SUPPLIED INFORMATION:
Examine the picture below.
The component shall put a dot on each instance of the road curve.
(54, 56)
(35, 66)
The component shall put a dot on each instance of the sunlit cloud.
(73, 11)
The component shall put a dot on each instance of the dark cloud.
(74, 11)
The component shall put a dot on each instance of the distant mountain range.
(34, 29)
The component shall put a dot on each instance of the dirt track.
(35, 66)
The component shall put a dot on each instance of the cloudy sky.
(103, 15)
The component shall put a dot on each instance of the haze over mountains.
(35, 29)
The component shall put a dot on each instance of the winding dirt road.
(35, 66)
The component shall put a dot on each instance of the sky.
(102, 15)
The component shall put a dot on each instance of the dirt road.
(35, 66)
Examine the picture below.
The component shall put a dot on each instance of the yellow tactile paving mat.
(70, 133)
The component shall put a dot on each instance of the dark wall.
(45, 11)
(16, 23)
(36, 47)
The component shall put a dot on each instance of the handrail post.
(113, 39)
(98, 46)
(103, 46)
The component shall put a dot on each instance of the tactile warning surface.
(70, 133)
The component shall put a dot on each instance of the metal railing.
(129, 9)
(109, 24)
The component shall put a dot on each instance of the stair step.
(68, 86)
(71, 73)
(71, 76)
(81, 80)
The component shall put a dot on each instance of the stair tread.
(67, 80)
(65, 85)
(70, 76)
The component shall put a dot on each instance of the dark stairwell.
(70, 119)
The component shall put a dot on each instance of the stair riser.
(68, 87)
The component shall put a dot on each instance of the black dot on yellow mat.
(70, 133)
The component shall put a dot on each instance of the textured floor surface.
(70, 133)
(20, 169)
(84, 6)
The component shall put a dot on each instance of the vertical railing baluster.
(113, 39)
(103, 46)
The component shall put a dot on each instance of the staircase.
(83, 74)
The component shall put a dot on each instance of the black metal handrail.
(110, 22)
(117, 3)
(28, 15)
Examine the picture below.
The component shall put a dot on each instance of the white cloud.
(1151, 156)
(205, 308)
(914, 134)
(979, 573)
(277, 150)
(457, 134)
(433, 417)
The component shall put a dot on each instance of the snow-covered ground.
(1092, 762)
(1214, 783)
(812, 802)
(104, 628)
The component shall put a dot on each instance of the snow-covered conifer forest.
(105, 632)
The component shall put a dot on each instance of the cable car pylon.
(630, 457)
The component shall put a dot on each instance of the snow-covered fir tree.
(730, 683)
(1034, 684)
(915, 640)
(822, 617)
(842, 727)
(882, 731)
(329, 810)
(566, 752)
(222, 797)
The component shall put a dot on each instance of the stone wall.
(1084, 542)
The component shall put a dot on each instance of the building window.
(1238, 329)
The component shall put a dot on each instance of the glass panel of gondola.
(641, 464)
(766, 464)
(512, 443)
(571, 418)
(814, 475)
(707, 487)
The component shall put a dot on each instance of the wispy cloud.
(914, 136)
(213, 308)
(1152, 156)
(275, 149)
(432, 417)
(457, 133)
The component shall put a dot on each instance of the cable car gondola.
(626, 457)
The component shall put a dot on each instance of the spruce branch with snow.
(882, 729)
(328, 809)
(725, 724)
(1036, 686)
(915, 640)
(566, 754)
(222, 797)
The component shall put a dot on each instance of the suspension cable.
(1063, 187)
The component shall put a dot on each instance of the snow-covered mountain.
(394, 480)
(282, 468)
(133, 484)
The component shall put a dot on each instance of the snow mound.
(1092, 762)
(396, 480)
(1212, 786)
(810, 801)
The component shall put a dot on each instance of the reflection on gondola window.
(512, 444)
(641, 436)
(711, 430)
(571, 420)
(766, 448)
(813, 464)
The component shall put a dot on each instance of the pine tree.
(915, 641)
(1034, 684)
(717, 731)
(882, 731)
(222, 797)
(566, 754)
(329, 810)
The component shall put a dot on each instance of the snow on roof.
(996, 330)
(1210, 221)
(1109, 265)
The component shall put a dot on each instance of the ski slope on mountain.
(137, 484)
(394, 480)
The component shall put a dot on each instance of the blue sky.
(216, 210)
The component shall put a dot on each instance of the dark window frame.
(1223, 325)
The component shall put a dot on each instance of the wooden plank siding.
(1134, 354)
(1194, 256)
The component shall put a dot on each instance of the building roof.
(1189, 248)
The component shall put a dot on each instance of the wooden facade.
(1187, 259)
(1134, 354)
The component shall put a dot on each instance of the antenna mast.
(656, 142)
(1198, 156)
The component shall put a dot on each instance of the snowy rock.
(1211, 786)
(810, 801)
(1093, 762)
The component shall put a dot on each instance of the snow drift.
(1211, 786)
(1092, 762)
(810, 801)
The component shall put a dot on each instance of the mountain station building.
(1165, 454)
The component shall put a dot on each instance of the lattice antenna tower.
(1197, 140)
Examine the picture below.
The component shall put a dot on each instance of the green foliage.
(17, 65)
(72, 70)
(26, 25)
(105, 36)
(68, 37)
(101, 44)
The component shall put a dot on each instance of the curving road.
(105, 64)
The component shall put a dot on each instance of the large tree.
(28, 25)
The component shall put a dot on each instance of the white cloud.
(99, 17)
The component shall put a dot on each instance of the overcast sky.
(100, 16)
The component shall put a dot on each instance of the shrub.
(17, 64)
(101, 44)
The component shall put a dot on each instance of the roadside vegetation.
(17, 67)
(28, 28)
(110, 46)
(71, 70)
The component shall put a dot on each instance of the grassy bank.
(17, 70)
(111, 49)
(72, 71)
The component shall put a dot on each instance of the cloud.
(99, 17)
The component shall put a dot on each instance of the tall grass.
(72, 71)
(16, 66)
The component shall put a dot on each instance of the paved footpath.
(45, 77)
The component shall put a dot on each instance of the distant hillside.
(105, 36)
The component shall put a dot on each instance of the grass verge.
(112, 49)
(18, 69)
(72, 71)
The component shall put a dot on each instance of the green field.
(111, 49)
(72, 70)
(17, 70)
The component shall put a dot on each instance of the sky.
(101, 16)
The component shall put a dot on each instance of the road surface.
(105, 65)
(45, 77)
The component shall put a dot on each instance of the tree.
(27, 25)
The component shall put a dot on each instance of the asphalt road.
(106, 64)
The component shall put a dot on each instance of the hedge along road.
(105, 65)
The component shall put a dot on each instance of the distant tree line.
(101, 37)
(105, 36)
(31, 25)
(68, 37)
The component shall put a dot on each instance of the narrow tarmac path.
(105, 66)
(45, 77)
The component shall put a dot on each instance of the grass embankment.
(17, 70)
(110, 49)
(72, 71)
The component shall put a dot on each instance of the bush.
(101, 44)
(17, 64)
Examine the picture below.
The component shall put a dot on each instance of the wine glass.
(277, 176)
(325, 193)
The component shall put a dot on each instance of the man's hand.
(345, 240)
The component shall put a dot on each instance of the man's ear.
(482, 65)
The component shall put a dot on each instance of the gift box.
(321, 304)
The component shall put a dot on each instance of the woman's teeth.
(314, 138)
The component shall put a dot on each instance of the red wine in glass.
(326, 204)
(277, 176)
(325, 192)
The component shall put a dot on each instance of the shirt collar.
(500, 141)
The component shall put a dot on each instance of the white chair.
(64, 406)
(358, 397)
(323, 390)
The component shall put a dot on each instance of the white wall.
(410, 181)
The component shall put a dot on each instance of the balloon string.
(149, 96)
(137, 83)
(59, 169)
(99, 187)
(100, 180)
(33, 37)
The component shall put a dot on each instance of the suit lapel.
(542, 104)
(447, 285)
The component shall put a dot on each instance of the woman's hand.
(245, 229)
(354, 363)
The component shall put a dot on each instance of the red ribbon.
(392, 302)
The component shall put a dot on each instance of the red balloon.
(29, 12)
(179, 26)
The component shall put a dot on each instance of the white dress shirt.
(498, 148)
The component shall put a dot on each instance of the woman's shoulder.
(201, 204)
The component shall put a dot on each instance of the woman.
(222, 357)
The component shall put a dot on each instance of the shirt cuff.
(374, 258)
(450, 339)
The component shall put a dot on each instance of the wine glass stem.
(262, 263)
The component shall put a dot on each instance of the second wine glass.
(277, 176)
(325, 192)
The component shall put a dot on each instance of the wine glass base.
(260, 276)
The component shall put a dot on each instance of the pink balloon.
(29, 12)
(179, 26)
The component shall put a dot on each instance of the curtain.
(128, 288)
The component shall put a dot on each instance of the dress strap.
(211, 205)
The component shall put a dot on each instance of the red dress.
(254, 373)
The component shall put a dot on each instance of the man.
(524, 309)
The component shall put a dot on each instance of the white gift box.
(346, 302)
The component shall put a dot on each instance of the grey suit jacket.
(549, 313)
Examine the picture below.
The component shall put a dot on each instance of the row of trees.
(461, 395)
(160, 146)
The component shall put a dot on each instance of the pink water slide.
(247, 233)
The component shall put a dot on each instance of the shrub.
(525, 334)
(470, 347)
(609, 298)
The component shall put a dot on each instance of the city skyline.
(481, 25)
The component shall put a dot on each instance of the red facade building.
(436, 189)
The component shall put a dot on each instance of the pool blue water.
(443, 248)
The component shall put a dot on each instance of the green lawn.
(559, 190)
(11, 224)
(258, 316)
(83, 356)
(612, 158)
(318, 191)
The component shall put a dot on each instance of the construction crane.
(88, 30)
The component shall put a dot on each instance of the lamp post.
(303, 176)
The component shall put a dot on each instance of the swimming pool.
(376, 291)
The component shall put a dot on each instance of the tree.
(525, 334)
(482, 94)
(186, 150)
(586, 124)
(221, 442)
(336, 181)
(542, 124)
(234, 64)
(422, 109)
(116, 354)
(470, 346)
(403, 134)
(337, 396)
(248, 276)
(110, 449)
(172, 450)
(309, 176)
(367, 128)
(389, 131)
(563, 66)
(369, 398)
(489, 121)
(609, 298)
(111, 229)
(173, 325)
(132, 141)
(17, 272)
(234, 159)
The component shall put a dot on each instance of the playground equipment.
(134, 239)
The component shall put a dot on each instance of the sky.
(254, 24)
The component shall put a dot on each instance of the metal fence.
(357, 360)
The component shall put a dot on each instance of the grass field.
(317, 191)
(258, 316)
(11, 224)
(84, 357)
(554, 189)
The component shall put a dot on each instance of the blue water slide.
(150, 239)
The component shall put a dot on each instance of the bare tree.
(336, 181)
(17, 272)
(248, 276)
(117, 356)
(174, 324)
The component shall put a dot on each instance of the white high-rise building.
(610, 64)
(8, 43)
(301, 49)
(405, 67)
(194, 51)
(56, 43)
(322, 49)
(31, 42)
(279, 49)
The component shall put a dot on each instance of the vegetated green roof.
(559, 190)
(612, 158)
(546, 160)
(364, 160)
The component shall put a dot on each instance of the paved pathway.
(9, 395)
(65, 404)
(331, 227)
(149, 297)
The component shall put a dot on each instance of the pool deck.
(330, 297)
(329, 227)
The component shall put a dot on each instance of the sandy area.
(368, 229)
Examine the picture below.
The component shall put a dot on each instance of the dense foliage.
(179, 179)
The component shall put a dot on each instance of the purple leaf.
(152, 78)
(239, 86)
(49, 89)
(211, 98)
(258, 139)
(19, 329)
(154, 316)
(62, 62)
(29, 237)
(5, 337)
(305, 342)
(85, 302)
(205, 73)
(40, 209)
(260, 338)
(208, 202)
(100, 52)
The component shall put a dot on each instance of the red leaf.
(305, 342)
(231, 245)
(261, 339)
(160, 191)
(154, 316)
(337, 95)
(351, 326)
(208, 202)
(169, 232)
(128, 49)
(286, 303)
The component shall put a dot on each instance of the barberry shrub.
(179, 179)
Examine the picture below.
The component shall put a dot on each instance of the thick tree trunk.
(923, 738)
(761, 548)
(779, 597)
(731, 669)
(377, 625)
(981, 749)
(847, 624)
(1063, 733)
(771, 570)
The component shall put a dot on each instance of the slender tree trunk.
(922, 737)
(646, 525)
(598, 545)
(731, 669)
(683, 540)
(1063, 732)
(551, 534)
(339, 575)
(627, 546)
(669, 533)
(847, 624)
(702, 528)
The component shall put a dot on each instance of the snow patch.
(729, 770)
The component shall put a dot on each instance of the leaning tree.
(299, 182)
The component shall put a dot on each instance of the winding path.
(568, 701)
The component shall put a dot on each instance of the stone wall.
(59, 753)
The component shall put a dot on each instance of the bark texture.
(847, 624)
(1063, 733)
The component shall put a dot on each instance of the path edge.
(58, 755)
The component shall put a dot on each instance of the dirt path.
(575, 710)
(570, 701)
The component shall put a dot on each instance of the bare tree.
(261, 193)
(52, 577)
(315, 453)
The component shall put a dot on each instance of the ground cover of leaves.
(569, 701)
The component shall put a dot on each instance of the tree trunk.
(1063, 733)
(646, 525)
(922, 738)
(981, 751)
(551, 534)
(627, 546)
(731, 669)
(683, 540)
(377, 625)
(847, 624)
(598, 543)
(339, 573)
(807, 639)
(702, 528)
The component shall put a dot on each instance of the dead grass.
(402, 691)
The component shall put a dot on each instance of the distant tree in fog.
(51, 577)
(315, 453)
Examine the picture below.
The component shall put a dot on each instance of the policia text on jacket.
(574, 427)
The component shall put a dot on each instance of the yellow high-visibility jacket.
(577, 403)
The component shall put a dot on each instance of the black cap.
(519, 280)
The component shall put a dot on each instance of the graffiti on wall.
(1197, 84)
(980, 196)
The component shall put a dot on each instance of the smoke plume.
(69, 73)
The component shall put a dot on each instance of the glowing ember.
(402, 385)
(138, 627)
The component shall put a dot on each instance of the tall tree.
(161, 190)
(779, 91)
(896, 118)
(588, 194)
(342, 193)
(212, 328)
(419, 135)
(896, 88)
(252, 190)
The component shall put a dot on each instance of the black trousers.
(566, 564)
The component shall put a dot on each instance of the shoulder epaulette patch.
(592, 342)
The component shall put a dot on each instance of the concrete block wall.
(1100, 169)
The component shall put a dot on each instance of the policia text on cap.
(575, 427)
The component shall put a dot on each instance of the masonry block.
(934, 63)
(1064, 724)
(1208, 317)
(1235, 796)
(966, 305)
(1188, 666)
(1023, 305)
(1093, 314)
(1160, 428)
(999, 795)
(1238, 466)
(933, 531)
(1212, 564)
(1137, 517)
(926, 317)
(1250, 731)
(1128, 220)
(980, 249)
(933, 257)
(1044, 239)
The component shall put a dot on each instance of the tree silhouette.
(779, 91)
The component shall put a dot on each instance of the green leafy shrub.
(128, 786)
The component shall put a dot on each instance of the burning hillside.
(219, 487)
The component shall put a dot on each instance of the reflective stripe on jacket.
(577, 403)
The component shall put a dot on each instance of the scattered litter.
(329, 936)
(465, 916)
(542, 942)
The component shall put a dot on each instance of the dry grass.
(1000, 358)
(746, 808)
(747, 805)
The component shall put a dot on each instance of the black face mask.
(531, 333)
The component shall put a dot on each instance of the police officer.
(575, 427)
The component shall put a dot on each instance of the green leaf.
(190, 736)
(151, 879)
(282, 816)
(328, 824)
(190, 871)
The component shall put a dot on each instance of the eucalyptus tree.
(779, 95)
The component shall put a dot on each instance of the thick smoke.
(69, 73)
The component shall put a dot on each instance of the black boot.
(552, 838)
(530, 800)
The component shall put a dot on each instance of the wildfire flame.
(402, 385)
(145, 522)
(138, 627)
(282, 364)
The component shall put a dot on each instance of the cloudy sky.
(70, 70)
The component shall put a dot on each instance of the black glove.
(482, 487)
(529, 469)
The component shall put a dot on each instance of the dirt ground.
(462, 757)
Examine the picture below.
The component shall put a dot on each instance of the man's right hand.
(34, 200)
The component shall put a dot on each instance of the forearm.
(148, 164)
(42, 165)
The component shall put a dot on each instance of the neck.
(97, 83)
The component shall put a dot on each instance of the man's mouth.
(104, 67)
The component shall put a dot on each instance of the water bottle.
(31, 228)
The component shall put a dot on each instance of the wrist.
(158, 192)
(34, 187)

STATED EXERCISE: Repeat word for word the lines running from the line containing "green leafy shrub." to the end of the entries above, inclusive.

REPLY:
The component shall put a dot on each instance of the green leafy shrub.
(128, 786)
The component shall put a dot on each instance of the burning hillside.
(219, 487)
The component shall put a dot on each instance of the reflective stripe on jacket.
(577, 403)
The component shall put a dot on each instance of the scattered litter.
(329, 936)
(465, 916)
(542, 942)
The component shall put a dot on each instance of the dry grass.
(1000, 358)
(746, 808)
(747, 805)
The component shall put a dot on each instance of the black face mask.
(531, 333)
The component shall put a dot on each instance of the police officer.
(575, 427)
The component shall put a dot on each instance of the green leaf.
(190, 736)
(151, 879)
(282, 816)
(328, 824)
(190, 871)
The component shall put a dot on each instance of the eucalyptus tree.
(779, 95)
The component shall put a dot on each instance of the thick smoke.
(69, 73)
The component shall put a dot on each instance of the black boot.
(552, 838)
(530, 800)
The component shall put a dot on each instance of the wildfire flame.
(402, 385)
(145, 522)
(138, 627)
(282, 364)
The component shall put a dot on each instance of the cloudy sky.
(70, 70)
The component shall put a dot on each instance of the black glove.
(482, 487)
(529, 469)
The component shall put a dot on each instance of the dirt ground.
(462, 757)
Examine the picture below.
The component shall put a dot on each instance of the man's right hand.
(34, 200)
The component shall put a dot on each instance of the forearm.
(148, 164)
(42, 165)
The component shall put a dot on each instance of the neck.
(97, 83)
The component shall put a dot on each instance of the man's mouth.
(104, 67)
The component shall put a dot on each instance of the water bottle.
(31, 228)
The component shall put a dot on each instance of the wrist.
(158, 192)
(34, 187)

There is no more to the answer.